Brief:
Determine which lines of the records include the word "foreground", and copy them.

Data excerpts:
========================

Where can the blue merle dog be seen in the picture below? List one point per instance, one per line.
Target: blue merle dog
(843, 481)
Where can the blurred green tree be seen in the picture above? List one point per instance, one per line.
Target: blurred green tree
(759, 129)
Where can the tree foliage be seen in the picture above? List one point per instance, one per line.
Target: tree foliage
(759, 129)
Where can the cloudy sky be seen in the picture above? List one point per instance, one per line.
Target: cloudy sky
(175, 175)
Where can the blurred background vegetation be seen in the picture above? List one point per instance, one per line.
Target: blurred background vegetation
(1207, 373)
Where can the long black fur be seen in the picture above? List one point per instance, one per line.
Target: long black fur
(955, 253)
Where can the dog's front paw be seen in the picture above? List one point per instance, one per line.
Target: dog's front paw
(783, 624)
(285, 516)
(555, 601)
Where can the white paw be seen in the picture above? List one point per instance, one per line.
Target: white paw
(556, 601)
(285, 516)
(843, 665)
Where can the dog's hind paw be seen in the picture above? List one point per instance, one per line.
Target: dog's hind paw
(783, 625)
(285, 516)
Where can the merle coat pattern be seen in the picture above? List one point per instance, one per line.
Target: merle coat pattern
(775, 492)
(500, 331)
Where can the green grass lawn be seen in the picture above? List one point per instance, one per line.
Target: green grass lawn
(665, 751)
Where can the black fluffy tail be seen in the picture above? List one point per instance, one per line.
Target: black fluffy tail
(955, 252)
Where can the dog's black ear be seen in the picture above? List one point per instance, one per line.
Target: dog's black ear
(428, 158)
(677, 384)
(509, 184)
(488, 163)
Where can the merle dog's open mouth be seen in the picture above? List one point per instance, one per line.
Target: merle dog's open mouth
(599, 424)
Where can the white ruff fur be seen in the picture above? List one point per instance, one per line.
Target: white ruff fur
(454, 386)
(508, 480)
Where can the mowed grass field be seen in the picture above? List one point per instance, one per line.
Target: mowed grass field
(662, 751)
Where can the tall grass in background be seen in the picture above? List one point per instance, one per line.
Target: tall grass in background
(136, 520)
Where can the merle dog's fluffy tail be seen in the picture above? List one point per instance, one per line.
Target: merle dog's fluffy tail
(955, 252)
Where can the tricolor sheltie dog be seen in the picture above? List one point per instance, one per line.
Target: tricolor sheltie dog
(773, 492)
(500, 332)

========================

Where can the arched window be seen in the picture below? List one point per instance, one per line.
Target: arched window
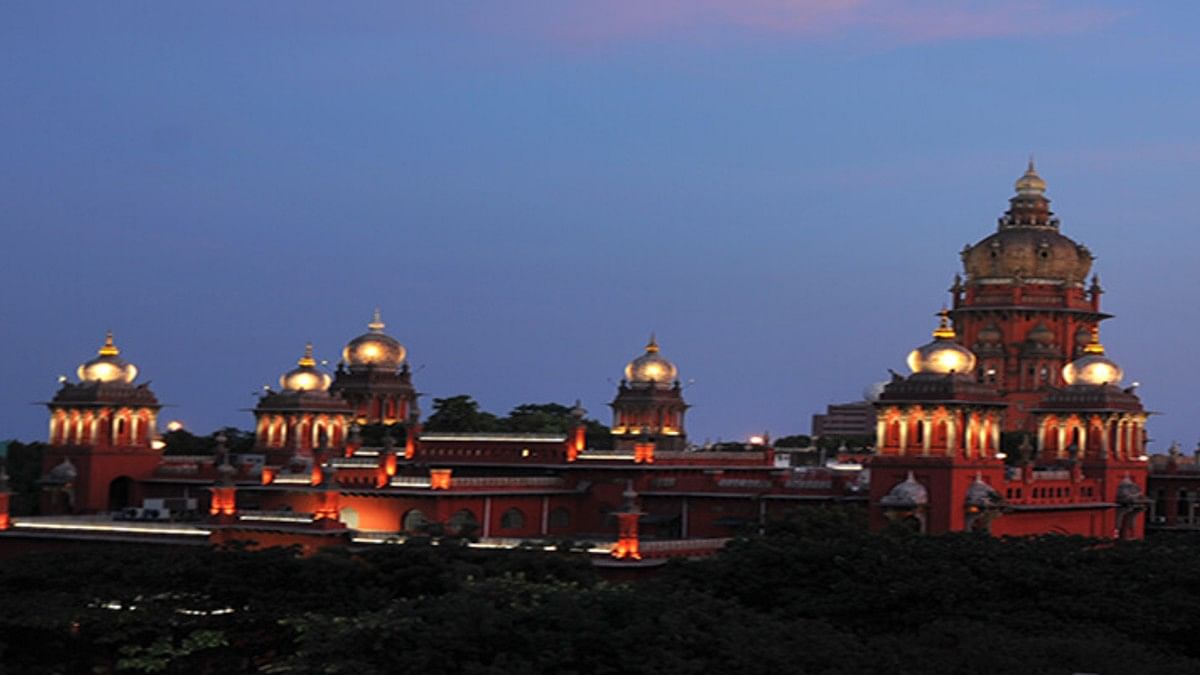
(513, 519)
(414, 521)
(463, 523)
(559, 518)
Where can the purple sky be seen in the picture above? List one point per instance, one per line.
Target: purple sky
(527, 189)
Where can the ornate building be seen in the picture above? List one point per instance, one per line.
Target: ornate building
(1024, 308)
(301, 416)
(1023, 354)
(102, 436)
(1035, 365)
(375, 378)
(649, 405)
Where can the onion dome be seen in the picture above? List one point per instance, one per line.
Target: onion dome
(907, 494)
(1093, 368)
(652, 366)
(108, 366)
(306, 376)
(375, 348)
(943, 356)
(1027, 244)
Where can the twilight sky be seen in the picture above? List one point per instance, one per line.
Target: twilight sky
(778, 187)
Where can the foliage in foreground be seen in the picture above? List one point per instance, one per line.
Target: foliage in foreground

========================

Solved problem:
Where can the foliage in foreground be seen in the picture above? List one point per instance, one per line.
Target: foliage in foreground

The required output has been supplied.